Saved data entries
-*-*-
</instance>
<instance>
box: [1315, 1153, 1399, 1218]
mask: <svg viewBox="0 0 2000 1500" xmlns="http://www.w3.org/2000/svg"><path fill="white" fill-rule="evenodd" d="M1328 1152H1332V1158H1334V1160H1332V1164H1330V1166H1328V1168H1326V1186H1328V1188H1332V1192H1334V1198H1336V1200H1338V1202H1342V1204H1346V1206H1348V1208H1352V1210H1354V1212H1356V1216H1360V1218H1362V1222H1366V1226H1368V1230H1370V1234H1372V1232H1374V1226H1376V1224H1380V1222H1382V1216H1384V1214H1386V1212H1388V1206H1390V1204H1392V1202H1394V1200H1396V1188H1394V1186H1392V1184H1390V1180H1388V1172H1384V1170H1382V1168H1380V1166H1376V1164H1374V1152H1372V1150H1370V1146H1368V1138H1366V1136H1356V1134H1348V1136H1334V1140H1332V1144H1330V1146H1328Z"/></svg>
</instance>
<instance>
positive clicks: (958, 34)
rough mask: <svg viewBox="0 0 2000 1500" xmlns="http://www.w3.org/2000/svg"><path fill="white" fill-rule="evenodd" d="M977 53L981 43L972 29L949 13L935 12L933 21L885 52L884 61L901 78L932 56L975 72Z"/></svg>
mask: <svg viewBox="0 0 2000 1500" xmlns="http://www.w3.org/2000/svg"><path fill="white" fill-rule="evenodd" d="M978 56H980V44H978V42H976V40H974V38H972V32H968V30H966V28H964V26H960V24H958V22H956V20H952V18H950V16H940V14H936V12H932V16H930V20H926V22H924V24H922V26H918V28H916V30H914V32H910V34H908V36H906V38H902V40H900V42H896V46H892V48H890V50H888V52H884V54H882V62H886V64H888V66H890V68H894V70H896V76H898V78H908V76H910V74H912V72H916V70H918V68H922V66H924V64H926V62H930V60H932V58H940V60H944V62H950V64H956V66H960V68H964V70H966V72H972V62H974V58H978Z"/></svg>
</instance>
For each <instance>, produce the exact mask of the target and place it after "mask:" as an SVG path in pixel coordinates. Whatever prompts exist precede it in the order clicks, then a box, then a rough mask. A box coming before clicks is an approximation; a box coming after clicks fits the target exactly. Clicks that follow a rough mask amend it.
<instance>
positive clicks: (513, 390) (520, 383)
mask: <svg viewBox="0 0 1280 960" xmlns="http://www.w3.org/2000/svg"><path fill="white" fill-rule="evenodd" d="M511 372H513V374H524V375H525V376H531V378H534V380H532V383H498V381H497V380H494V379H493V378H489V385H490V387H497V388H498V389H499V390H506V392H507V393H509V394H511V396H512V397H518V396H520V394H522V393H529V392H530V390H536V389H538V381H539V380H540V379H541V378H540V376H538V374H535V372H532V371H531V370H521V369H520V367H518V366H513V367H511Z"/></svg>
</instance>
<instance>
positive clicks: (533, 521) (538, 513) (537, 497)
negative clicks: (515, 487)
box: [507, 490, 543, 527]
-*-*-
# Work instructions:
Put down each entry again, unchanged and complete.

# Solution:
</instance>
<instance>
box: [1315, 1153, 1399, 1218]
mask: <svg viewBox="0 0 2000 1500" xmlns="http://www.w3.org/2000/svg"><path fill="white" fill-rule="evenodd" d="M1328 1152H1332V1158H1334V1160H1332V1164H1330V1166H1328V1168H1326V1186H1328V1188H1332V1192H1334V1198H1336V1200H1338V1202H1342V1204H1346V1206H1348V1208H1352V1210H1354V1212H1356V1216H1360V1218H1362V1222H1366V1226H1368V1230H1370V1234H1372V1232H1374V1226H1376V1224H1380V1222H1382V1216H1384V1214H1386V1212H1388V1206H1390V1204H1392V1202H1394V1200H1396V1188H1394V1186H1392V1184H1390V1180H1388V1172H1384V1170H1382V1168H1380V1166H1376V1164H1374V1152H1372V1150H1370V1146H1368V1138H1366V1136H1356V1134H1348V1136H1334V1140H1332V1144H1330V1146H1328Z"/></svg>
</instance>
<instance>
positive clicks: (958, 34)
rough mask: <svg viewBox="0 0 2000 1500" xmlns="http://www.w3.org/2000/svg"><path fill="white" fill-rule="evenodd" d="M977 53L981 43L972 29L949 13L935 12L933 21L885 52L884 61L901 78L932 56L975 72Z"/></svg>
mask: <svg viewBox="0 0 2000 1500" xmlns="http://www.w3.org/2000/svg"><path fill="white" fill-rule="evenodd" d="M978 56H980V44H978V42H976V40H974V38H972V32H968V30H966V28H964V26H960V24H958V22H956V20H952V18H950V16H940V14H936V12H932V16H930V20H926V22H924V24H922V26H918V28H916V30H914V32H910V34H908V36H906V38H902V40H900V42H896V46H892V48H890V50H888V52H884V54H882V62H886V64H888V66H890V68H894V70H896V76H898V78H908V76H910V74H912V72H916V70H918V68H922V66H924V64H926V62H930V60H932V58H940V60H944V62H950V64H956V66H960V68H964V70H966V72H972V62H974V58H978Z"/></svg>
</instance>
For each <instance>, produce the exact mask of the target and place it after "mask:" as an SVG path in pixel coordinates. Whatever prompts exist precede it in the order clicks, then a box, then a rough mask. A box coming before clicks is an approximation; a box coming after clicks fits the target exactly. Clicks that follow a rough mask amend it.
<instance>
positive clicks: (513, 390) (520, 383)
mask: <svg viewBox="0 0 1280 960" xmlns="http://www.w3.org/2000/svg"><path fill="white" fill-rule="evenodd" d="M511 372H513V374H524V375H525V376H531V378H534V380H532V383H498V381H497V380H494V379H493V378H489V385H490V387H497V388H498V389H499V390H506V392H507V393H509V394H511V396H512V397H518V396H520V394H522V393H529V392H530V390H536V389H538V381H539V380H540V379H541V378H540V376H538V374H535V372H532V371H531V370H521V369H520V367H518V366H513V367H511Z"/></svg>
</instance>
<instance>
positive clicks: (533, 521) (538, 513) (537, 497)
negative clicks: (515, 487)
box: [507, 490, 543, 527]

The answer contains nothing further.